**EXERCISE INSTRUCTIONS:**
**A.** Reproduce verbatim the part of the welfare-state passage that runs from "Even leaving aside" up to and including "whatever his income.".
**B.** Extend the welfare-state passage past its final sentence.

***** PASSAGE PROVIDED *****

Not Old Against Young
But Rich Against Poor
The big problem of the American welfare state is not that the old get too much,
but that the rich do. Americans suppose that social-welfare programmes are about
helping the poor. This is not true. More than 85% of all benefits go to the middle
and upper classes, both old and young. Households with incomes above $100,000 get
slightly more federal money each year than those earning a tenth of that. Programmes
that require some evidence of need make up less than a quarter of federal entitlement
dollars. And of these means-tested benefits, twice as much went to households making
$50,000 or more than to the poor.
Even leaving aside helpful tax breaks (such as the mortgage-interest tax deduction,
which even Bill Gates can claim for the building of his cyber-house, and which costs
the government, all told, $55 billion a year), middle- and upper-class Americans
get the lion's share of benefits. Much of this is unjustified. Although farm-price
supports were reconfigured in the last Congress, Phillip Longman, a welfare-state
analyst, has estimated that America's 30,000 wealthiest farmers take in $50,000 a
head each year. All told, the huge array of farm support costs $16 billion. Ex- servicemen,
rich or poor, are entitled to subsidized food and medical care for life. Scions of
middle-class families get student loans. And anyone daft enough to choose to live
in a place that is prone to hurricanes or floods can qualify for disaster relief,
whatever his income.
If there is widespread resentment about Social Security, it is for the same reason.

***** INFORMATION PROVIDED *****

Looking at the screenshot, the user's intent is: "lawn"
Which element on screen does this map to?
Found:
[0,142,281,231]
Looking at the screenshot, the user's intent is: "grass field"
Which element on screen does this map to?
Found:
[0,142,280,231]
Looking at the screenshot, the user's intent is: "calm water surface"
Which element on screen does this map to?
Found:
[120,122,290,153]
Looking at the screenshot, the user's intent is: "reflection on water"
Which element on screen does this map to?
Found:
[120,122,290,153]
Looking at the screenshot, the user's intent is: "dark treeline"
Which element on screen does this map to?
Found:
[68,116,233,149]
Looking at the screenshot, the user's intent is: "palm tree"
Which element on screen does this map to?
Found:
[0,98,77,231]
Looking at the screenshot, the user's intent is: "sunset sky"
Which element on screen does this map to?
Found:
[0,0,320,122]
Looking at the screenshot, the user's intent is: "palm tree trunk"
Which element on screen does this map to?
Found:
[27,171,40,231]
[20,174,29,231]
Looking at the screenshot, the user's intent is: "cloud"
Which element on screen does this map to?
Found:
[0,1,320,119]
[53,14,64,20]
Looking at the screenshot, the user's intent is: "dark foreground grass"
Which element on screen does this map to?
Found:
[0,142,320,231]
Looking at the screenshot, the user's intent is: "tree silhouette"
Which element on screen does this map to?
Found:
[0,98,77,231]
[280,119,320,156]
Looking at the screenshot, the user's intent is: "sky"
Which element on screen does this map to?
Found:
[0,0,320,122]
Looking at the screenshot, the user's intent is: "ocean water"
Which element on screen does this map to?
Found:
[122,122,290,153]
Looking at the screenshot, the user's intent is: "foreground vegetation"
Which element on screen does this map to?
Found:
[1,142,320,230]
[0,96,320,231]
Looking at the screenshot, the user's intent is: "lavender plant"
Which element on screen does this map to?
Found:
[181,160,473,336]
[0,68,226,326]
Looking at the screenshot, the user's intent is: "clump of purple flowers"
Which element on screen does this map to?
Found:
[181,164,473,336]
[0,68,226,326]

*****

**RESPONSES TO THE TASKS:**
**A.**
Even leaving aside helpful tax breaks (such as the mortgage-interest tax deduction,
which even Bill Gates can claim for the building of his cyber-house, and which costs
the government, all told, $55 billion a year), middle- and upper-class Americans
get the lion's share of benefits. Much of this is unjustified. Although farm-price
supports were reconfigured in the last Congress, Phillip Longman, a welfare-state
analyst, has estimated that America's 30,000 wealthiest farmers take in $50,000 a
head each year. All told, the huge array of farm support costs $16 billion. Ex- servicemen,
rich or poor, are entitled to subsidized food and medical care for life. Scions of
middle-class families get student loans. And anyone daft enough to choose to live
in a place that is prone to hurricanes or floods can qualify for disaster relief,
whatever his income.

**B.**
Too many people receive it who do not need it, while spending on everyone else is
squeezed - including on the 4m elderly who are officially poor. In 1997, an estimated
$48.1 billion in Social Security benefits will go to households with incomes between
$50,000 and $100,000. Another $15.5 billion - almost exactly what the government
spends on income support for families on welfare - will be sent to households with
incomes of more than $100,000.
Meanwhile, the 12.4% payroll tax that funds these payments hits the struggling
much harder than the prosperous. The tax starts with the first dollar earned and
stops at $65,400: thus a waitress making $20,000 pays on every dollar earned, while
an executive making $200,000 pays on less than a third of her income. And while the
payroll tax is higher than ever, the rate of return today's worker can expect is
lower. Steve Goss, the chief actuary at the Social Security Administration, estimates
that if the income limit on the payroll tax were lifted, two-thirds of the projected
actuarial deficit would be eliminated.
The advisory council on Social Security, however, did not dare touch this issue.
The conventional wisdom is that making Social Security more progressive would mean
losing the support of the wealthy. Like social Security, the Medicare health programme
for the elderly is also financed through a payroll tax, which ironically is paid
in part by the 20m or so Americans who work full-time and have no medical coverage.
Medicare also spends lavishly on people who could do without it: more than $20 billion
a year goes to households with an income of more than $50,000. Another third goes
to treatment in the last year of life, much of it necessary only to avoid lawsuits.
At least Social Security benefits are taxed, up to a maximum rate of 85%, for
wealthier households. But even elderly Rockefellers are not taxed on their Medicare
benefits. A Republican effort to increase premiums for high-income recipients was
shot down last year by the Democrats. It was not a pleasant sight to see the mostly
middle-class grey lobby dancing in outrage over the stinginess of a projected 6.2%
increase in Medicare spending (despite record deficits), while health-care and nutrition
services for low-income mothers and children were cut.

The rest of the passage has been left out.